- _THE PROBLEM_
Which lines of the items below contain the word "fence"? Report each such line in full, and treat uppercase and lowercase letters as different.

- _DATA EXTRACT_
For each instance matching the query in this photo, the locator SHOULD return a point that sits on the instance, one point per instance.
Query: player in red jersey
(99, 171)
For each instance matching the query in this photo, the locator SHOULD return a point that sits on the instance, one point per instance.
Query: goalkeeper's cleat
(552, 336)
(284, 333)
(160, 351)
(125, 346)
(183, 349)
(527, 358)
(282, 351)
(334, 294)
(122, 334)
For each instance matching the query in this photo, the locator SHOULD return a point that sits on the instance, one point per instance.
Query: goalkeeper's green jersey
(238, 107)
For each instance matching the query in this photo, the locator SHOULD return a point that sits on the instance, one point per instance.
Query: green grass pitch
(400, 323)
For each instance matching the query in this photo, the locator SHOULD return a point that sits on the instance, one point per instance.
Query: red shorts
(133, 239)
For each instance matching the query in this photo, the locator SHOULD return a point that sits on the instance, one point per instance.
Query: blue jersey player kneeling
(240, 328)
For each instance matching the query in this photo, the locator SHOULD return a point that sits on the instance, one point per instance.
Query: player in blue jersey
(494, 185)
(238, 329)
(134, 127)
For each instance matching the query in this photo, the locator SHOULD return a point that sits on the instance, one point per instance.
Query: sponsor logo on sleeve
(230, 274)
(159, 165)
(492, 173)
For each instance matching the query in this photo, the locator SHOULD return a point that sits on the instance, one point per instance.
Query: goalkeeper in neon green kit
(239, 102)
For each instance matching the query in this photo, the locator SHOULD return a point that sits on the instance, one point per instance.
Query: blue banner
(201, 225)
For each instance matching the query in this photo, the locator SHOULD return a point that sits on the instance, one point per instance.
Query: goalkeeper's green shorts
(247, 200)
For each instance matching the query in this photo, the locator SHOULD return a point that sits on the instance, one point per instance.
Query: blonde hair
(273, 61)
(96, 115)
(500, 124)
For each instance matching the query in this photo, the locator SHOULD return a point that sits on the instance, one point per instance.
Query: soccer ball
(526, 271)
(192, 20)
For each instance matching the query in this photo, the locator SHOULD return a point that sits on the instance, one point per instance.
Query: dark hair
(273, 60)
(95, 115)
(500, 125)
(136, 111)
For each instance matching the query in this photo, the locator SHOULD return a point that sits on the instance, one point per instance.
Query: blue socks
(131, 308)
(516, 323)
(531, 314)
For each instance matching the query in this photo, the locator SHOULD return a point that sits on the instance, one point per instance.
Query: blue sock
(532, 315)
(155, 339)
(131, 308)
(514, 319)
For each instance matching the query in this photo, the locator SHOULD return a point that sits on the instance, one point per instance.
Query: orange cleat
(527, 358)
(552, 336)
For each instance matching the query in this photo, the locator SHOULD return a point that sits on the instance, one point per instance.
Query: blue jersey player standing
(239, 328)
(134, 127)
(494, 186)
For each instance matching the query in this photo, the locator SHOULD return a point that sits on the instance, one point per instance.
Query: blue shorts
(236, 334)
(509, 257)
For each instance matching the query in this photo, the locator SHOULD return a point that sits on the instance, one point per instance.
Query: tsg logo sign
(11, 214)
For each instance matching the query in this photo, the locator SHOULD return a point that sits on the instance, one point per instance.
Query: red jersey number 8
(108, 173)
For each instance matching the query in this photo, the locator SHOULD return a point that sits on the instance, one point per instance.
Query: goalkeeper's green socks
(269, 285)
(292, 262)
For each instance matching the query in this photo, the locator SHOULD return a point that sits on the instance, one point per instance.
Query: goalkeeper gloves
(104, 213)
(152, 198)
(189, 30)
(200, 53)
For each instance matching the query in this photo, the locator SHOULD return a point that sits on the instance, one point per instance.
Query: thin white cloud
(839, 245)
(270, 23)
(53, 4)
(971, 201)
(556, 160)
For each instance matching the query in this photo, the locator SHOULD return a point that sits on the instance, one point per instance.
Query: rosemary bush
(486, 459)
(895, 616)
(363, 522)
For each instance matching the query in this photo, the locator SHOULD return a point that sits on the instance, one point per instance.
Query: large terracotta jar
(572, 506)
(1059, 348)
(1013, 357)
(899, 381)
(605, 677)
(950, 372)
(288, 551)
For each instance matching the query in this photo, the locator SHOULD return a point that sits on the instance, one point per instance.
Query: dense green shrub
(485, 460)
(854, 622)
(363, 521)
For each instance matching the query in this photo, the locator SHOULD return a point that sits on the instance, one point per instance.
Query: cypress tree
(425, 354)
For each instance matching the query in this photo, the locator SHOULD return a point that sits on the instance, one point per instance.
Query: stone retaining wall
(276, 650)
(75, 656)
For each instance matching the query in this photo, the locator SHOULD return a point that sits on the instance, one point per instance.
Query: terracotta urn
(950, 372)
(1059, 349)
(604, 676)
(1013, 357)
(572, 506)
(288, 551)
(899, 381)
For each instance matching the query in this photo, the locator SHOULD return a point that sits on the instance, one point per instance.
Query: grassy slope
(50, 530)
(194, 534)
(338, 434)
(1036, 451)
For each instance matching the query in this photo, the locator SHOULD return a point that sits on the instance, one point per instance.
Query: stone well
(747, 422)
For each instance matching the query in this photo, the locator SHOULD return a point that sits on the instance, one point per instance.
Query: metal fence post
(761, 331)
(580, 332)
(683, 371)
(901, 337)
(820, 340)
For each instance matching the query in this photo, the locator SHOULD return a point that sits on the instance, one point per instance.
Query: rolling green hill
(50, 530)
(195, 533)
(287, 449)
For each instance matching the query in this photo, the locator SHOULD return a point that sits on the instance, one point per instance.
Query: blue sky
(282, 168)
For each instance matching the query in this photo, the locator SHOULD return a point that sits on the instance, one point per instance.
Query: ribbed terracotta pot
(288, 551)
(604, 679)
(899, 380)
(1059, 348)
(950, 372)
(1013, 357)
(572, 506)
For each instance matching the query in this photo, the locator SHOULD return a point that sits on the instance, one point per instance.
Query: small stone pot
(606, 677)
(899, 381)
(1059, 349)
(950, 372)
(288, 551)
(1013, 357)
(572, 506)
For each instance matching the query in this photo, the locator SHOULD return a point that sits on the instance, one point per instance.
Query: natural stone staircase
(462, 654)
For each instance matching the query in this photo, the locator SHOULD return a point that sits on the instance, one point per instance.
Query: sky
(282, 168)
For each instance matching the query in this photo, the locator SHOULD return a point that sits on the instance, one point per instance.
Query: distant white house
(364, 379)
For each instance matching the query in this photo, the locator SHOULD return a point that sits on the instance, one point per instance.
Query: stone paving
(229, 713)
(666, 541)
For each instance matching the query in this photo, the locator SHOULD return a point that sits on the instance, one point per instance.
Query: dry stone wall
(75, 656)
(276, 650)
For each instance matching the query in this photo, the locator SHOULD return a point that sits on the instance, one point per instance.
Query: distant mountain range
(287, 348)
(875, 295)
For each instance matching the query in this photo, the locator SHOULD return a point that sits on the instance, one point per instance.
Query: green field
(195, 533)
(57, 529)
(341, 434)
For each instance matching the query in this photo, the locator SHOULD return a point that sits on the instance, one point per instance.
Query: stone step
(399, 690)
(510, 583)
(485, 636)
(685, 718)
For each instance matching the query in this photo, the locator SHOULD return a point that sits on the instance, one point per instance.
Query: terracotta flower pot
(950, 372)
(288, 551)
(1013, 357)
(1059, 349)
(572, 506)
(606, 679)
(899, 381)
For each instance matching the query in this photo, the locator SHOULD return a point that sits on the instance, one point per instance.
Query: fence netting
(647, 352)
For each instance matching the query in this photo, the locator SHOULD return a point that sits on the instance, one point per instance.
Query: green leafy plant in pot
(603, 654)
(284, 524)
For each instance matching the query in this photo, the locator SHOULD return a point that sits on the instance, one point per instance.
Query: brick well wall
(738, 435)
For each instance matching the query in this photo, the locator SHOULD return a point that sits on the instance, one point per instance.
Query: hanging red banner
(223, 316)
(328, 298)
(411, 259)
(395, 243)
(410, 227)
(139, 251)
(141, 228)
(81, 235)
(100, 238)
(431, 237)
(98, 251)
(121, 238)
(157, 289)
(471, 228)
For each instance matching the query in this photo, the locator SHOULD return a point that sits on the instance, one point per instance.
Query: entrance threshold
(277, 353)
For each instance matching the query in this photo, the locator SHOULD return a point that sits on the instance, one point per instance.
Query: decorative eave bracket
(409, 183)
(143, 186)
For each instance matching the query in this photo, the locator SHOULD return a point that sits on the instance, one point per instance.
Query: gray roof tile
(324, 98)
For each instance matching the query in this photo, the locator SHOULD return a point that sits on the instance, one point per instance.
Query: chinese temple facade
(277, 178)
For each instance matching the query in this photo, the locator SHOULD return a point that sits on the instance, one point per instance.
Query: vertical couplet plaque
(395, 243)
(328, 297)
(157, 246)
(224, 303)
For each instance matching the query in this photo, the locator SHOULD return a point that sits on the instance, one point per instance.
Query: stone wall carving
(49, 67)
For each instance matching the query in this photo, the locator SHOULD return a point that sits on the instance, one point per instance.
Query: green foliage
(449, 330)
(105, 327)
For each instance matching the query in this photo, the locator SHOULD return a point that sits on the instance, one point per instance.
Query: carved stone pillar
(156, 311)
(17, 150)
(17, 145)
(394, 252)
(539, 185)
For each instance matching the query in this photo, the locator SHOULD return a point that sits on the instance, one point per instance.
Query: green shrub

- _FULL ANSWER_
Query: metal fence post
Query: fence netting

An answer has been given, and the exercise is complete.